• _DONNÉES À UTILISER_:

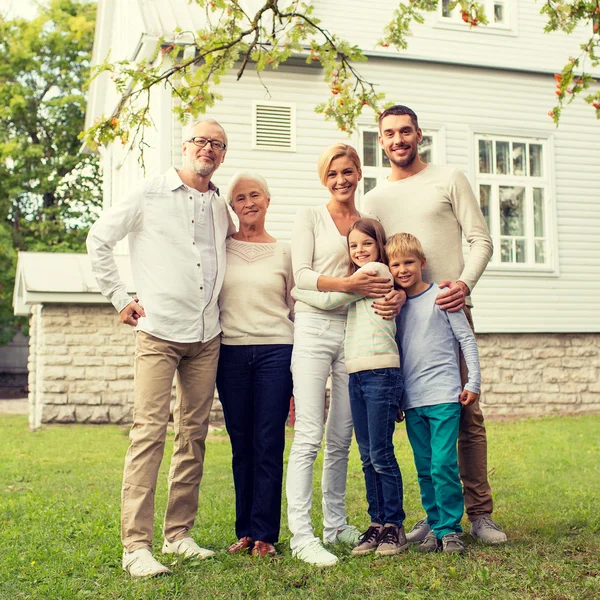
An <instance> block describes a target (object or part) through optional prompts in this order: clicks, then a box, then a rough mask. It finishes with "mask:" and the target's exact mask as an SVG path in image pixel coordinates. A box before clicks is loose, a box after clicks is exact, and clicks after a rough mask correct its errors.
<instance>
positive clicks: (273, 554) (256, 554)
mask: <svg viewBox="0 0 600 600" xmlns="http://www.w3.org/2000/svg"><path fill="white" fill-rule="evenodd" d="M276 554H277V552H275V546H273V544H269V542H261V541H260V540H258V541H257V542H255V544H254V548H252V556H258V557H259V558H264V557H265V556H275V555H276Z"/></svg>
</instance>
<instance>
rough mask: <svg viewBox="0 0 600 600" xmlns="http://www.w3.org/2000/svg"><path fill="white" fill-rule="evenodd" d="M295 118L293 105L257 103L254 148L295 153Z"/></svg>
mask: <svg viewBox="0 0 600 600" xmlns="http://www.w3.org/2000/svg"><path fill="white" fill-rule="evenodd" d="M295 116H296V115H295V107H294V106H293V105H292V104H281V103H274V102H255V103H254V128H253V129H254V139H253V148H255V149H257V150H287V151H290V152H293V151H295V150H296V131H295V129H296V119H295Z"/></svg>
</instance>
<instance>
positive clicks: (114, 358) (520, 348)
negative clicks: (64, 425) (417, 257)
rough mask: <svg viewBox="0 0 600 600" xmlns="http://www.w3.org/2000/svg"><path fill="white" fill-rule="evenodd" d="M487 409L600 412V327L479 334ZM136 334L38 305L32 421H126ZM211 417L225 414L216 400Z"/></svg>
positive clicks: (60, 306)
mask: <svg viewBox="0 0 600 600" xmlns="http://www.w3.org/2000/svg"><path fill="white" fill-rule="evenodd" d="M478 342H479V348H480V355H481V366H482V375H483V395H482V401H483V407H484V410H485V414H486V415H487V416H491V417H494V416H504V415H506V416H528V415H542V414H550V413H578V412H592V411H600V383H599V382H598V375H599V374H600V334H480V335H478ZM134 347H135V346H134V335H133V330H132V329H131V328H130V327H127V326H125V325H122V324H121V323H120V322H119V318H118V315H117V314H116V313H115V311H114V309H113V308H112V306H108V305H102V306H101V305H66V304H65V305H45V306H41V305H37V306H35V307H34V309H33V313H32V317H31V326H30V353H29V365H28V367H29V405H30V424H31V426H32V427H34V428H35V427H39V425H40V424H42V423H51V422H59V423H74V422H78V423H126V422H129V421H130V420H131V408H132V403H133V356H134ZM211 419H212V420H218V421H221V420H222V411H221V406H220V403H219V402H218V400H215V403H214V405H213V411H212V413H211Z"/></svg>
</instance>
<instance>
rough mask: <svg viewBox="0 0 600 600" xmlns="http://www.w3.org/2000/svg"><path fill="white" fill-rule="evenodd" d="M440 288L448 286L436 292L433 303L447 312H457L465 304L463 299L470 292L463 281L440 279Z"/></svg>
mask: <svg viewBox="0 0 600 600" xmlns="http://www.w3.org/2000/svg"><path fill="white" fill-rule="evenodd" d="M439 287H440V289H443V288H448V289H446V290H444V291H443V292H441V293H440V294H438V297H437V298H436V301H435V303H436V304H437V305H438V306H439V307H440V308H441V309H442V310H447V311H448V312H457V311H459V310H460V309H461V308H464V306H465V299H466V297H467V296H468V295H469V294H470V293H471V291H470V290H469V287H468V286H467V284H466V283H464V282H463V281H449V280H446V281H440V285H439Z"/></svg>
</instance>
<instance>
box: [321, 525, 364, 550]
mask: <svg viewBox="0 0 600 600" xmlns="http://www.w3.org/2000/svg"><path fill="white" fill-rule="evenodd" d="M361 537H362V533H361V532H360V531H359V530H358V529H356V527H354V525H344V526H343V527H342V528H341V529H338V530H337V533H336V534H335V537H334V538H329V539H325V538H323V543H325V544H350V545H351V546H356V544H358V542H359V540H360V538H361Z"/></svg>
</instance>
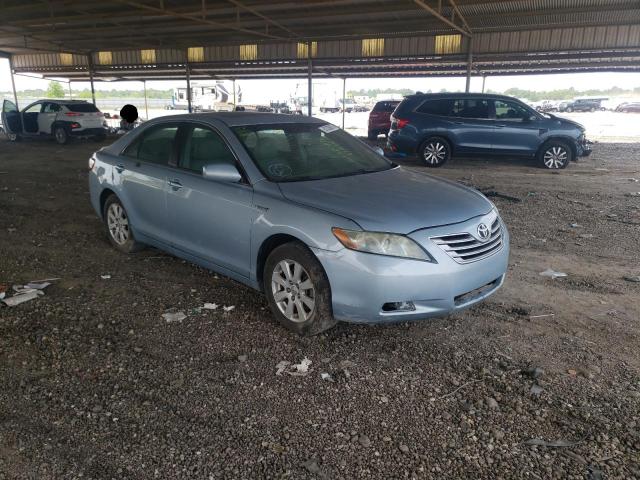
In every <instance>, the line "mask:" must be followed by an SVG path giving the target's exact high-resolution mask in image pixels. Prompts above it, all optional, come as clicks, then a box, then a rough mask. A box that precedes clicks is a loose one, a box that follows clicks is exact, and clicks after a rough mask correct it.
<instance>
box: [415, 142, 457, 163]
mask: <svg viewBox="0 0 640 480" xmlns="http://www.w3.org/2000/svg"><path fill="white" fill-rule="evenodd" d="M450 158H451V145H450V144H449V142H448V141H447V140H445V139H444V138H442V137H429V138H427V139H426V140H425V141H424V142H422V144H421V145H420V147H419V148H418V161H419V162H420V163H421V164H422V165H425V166H427V167H430V168H437V167H441V166H442V165H444V164H445V163H446V161H447V160H449V159H450Z"/></svg>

• _CONSIGNE_: Indiquez combien de lignes ci-dessus contiennent la chaîne « positive ». Répondez uniquement par ce nombre.

• _RÉSULTAT OBTENU_: 3